Turn the rows below into a numbered list, leaving out any blank lines.
══ Data for the task ══
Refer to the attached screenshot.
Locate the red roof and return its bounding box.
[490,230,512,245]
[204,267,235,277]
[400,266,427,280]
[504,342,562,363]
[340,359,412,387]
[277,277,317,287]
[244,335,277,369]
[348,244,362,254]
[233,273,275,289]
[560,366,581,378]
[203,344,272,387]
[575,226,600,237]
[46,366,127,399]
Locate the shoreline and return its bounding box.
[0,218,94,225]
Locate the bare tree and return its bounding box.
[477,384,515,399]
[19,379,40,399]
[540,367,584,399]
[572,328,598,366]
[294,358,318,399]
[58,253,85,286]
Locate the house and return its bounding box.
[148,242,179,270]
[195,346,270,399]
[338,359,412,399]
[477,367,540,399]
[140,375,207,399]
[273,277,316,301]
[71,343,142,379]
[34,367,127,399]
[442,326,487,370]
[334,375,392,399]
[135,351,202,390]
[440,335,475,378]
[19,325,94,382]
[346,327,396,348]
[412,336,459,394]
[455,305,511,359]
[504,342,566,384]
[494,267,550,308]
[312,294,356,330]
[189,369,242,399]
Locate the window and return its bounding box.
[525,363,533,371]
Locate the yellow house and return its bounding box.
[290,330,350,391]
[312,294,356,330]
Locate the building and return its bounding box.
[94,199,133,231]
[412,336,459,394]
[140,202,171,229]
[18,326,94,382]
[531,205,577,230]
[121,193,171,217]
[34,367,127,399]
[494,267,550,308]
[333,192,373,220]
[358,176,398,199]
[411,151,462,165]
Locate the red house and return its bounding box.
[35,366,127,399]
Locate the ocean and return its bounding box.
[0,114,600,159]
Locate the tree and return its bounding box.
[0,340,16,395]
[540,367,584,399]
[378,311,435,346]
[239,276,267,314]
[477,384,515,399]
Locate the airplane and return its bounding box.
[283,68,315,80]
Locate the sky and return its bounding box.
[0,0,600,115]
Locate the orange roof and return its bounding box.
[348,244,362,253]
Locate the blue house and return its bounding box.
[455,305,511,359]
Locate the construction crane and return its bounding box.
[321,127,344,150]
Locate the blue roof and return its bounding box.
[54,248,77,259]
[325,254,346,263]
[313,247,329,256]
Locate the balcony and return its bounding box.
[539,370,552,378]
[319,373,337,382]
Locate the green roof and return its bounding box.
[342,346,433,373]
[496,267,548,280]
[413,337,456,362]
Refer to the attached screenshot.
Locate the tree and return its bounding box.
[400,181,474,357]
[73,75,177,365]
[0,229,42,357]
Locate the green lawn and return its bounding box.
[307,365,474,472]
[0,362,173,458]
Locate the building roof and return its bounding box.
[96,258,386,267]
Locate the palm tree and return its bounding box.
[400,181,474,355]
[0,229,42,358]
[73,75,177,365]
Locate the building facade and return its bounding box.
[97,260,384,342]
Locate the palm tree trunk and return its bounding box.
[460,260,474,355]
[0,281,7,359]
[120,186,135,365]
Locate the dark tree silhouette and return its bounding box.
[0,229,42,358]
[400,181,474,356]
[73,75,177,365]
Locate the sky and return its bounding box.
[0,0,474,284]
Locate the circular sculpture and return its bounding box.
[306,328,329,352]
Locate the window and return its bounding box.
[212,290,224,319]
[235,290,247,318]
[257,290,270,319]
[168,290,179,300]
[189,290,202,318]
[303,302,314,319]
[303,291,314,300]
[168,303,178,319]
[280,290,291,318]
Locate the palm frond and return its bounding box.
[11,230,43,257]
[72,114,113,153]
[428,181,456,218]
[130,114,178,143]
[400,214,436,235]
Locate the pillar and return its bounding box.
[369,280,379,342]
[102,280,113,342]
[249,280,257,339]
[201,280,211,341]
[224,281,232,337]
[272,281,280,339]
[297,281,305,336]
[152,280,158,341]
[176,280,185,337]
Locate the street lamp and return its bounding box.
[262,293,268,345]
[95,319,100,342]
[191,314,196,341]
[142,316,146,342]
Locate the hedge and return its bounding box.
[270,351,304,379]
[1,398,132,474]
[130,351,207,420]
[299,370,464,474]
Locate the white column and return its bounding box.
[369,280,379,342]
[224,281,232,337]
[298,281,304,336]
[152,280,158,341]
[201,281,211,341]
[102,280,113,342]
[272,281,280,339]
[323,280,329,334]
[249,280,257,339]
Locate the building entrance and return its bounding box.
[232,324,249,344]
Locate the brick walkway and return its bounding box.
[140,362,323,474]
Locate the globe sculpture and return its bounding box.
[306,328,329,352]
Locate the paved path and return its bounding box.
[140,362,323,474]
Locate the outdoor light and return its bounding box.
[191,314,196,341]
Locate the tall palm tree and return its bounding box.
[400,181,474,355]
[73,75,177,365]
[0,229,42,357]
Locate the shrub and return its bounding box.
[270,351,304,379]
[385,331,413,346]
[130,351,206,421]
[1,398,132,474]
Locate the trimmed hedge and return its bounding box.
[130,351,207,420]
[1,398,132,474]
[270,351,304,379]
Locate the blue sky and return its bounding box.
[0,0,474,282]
═══
## The completed task
1. Refer to the attached screenshot.
2. Locate the red roof and return its bounding box.
3. [490,230,512,245]
4. [204,267,235,277]
5. [400,266,427,280]
6. [504,342,562,363]
7. [340,359,412,387]
8. [277,277,317,287]
9. [244,335,277,369]
10. [348,244,362,254]
11. [233,273,275,289]
12. [560,366,581,378]
13. [203,344,272,387]
14. [575,226,600,237]
15. [46,366,127,399]
16. Locate the shoreline and return its bounding box.
17. [0,218,94,225]
18. Locate the bare tree and return its bounding box.
19. [477,384,515,399]
20. [19,379,40,399]
21. [540,367,584,399]
22. [572,328,598,366]
23. [294,358,318,399]
24. [58,253,85,286]
25. Locate the house and return its bounding box.
26. [148,242,179,270]
27. [195,346,270,399]
28. [338,359,412,399]
29. [477,367,540,399]
30. [140,375,207,399]
31. [273,277,316,301]
32. [71,343,142,379]
33. [34,367,127,399]
34. [442,326,487,370]
35. [334,375,392,399]
36. [135,351,202,390]
37. [440,335,475,378]
38. [19,325,94,382]
39. [346,327,396,348]
40. [412,336,459,394]
41. [455,305,511,359]
42. [504,342,566,384]
43. [494,267,550,308]
44. [312,294,356,330]
45. [189,369,242,399]
46. Locate the window and return its bounding box.
47. [525,363,533,371]
48. Locate the yellow house and return its bounding box.
49. [290,330,350,391]
50. [312,294,356,330]
51. Locate the building and return its bounding box.
52. [94,199,133,231]
53. [412,336,459,394]
54. [140,202,171,229]
55. [18,326,94,382]
56. [531,205,577,230]
57. [121,193,171,217]
58. [34,367,127,399]
59. [494,267,550,308]
60. [333,192,373,220]
61. [358,176,398,199]
62. [411,151,462,165]
63. Locate the red house and return its bounding box.
64. [35,366,127,399]
65. Locate the ocean and return its bounding box.
66. [0,114,600,159]
67. Locate the tree and return its bounding box.
68. [0,340,16,395]
69. [540,367,584,399]
70. [378,311,435,346]
71. [239,276,267,314]
72. [477,384,515,399]
73. Locate the airplane and return its bounding box.
74. [283,68,315,80]
75. Locate the sky and return its bounding box.
76. [0,0,600,115]
77. Locate the orange roof and return its bounding box.
78. [348,244,362,253]
79. Locate the blue house and return its bounding box.
80. [455,305,511,359]
81. Locate the construction crane and return its bounding box.
82. [321,127,344,150]
83. Locate the blue roof and return its bounding box.
84. [54,248,77,259]
85. [325,254,346,263]
86. [313,247,329,256]
87. Locate the balcony and return its bounding box.
88. [539,370,552,378]
89. [319,373,337,382]
90. Locate the green roof and return its bounding box.
91. [342,346,433,373]
92. [496,267,548,280]
93. [413,337,456,362]
94. Refer to the attached screenshot.
95. Locate the tree and return its bounding box.
96. [400,181,474,357]
97. [73,75,177,365]
98. [0,229,42,357]
99. Locate the green lawn and return its bounding box.
100. [307,365,474,472]
101. [0,362,173,458]
102. Locate the building roof and return its bounding box.
103. [96,258,386,267]
104. Locate the palm tree and return its bounding box.
105. [400,181,474,355]
106. [0,229,42,358]
107. [73,75,177,365]
108. Locate the building facade and return its bounding box.
109. [97,260,384,342]
110. Locate the palm tree trunk and return its bounding box.
111. [460,260,474,355]
112. [0,281,7,359]
113. [120,186,135,365]
114. Locate the dark tree silhouette and return its bounding box.
115. [0,229,42,358]
116. [400,181,474,356]
117. [73,75,177,365]
118. Locate the sky and return its bounding box.
119. [0,0,474,284]
120. Locate the circular sculpture and return its bounding box.
121. [306,328,329,352]
122. Locate the window and return its bounding box.
123. [212,290,224,319]
124. [235,290,247,318]
125. [257,290,270,319]
126. [168,290,179,300]
127. [189,290,202,318]
128. [303,302,314,319]
129. [303,291,314,300]
130. [168,303,178,319]
131. [280,290,291,318]
132. Locate the palm frond and return its bounding box.
133. [11,230,43,257]
134. [72,114,113,153]
135. [428,181,456,218]
136. [130,114,178,143]
137. [400,214,436,235]
138. Locate the pillar and return its bounding box.
139. [369,280,379,342]
140. [102,280,113,342]
141. [249,280,257,339]
142. [201,280,211,341]
143. [224,281,232,337]
144. [272,281,280,339]
145. [297,281,305,336]
146. [152,280,158,341]
147. [176,280,185,337]
148. Locate the street lamp and return its bounding box.
149. [262,293,268,345]
150. [95,319,100,342]
151. [191,314,196,341]
152. [142,316,146,342]
153. Locate the hedge and return its bounding box.
154. [270,351,304,379]
155. [1,398,132,474]
156. [130,351,207,420]
157. [299,370,464,474]
158. Locate the white column and return its bounding box.
159. [369,280,379,342]
160. [224,281,232,337]
161. [298,281,304,336]
162. [152,280,158,341]
163. [201,281,211,341]
164. [102,280,113,342]
165. [272,281,280,339]
166. [323,280,329,334]
167. [249,280,257,339]
168. Locate the building entrance and return its bounding box.
169. [232,324,249,344]
170. Locate the brick walkway and return its bounding box.
171. [140,362,323,474]
172. Locate the globe sculpture and return its bounding box.
173. [306,328,329,352]
174. Locate the paved path and return its bounding box.
175. [140,362,323,474]
176. Locate the outdoor light and return its bounding box.
177. [191,314,196,341]
178. Locate the tall palm tree and return its bounding box.
179. [400,181,474,355]
180. [73,75,177,365]
181. [0,229,42,357]
182. Locate the shrub and return its bounding box.
183. [270,351,304,379]
184. [385,331,413,346]
185. [130,351,206,421]
186. [1,398,132,474]
187. Locate the trimmed hedge and return its bounding box.
188. [130,351,207,420]
189. [1,398,132,474]
190. [270,351,304,379]
191. Locate the blue sky and return its bounding box.
192. [0,0,474,282]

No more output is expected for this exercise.